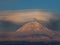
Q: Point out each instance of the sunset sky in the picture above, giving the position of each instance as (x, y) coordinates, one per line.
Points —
(25, 10)
(50, 5)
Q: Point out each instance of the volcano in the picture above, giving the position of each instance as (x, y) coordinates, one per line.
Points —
(34, 27)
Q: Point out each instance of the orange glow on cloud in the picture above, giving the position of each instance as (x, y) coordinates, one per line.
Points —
(22, 16)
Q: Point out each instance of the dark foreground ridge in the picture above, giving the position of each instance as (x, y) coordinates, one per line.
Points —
(28, 43)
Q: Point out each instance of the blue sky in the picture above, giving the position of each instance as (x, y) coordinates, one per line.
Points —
(50, 5)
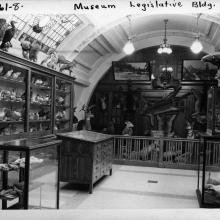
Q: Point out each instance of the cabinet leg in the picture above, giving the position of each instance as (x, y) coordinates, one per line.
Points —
(90, 188)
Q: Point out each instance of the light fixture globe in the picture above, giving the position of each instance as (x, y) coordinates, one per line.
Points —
(129, 48)
(196, 46)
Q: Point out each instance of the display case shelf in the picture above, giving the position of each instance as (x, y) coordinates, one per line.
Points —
(40, 105)
(11, 102)
(62, 120)
(11, 122)
(13, 81)
(20, 78)
(62, 106)
(40, 87)
(33, 186)
(39, 121)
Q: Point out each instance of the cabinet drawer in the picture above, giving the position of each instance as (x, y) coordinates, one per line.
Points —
(96, 176)
(96, 168)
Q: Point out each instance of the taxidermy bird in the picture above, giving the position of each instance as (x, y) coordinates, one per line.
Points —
(34, 49)
(9, 34)
(3, 27)
(25, 45)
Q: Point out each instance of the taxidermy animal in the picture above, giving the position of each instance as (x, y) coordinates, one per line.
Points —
(8, 73)
(34, 49)
(68, 66)
(1, 69)
(15, 75)
(9, 34)
(53, 60)
(3, 27)
(25, 45)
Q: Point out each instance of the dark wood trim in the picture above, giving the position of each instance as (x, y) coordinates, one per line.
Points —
(23, 62)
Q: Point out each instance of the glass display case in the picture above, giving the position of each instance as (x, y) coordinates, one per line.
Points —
(63, 105)
(30, 174)
(13, 98)
(34, 100)
(40, 115)
(208, 185)
(213, 111)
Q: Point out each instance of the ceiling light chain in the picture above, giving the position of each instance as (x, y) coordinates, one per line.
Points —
(129, 47)
(196, 46)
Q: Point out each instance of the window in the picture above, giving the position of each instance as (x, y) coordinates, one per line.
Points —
(58, 27)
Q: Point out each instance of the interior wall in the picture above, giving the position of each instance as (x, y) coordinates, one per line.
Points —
(111, 88)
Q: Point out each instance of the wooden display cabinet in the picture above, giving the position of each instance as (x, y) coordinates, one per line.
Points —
(34, 100)
(30, 173)
(85, 157)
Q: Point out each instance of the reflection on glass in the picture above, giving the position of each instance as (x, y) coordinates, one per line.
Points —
(43, 178)
(63, 105)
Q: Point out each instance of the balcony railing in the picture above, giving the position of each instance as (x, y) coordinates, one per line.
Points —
(164, 152)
================
Scan the lines above, and whenever one holds the string "taxidermy", copy it.

Q: Point out each instance of the taxidermy bird in the picture above, giving the position of each instance as (x, y) coordinates, one per line.
Q: Point out each instance of the taxidermy animal in the picture above, giving the position of each instance as (x, y) coordinates, one per line.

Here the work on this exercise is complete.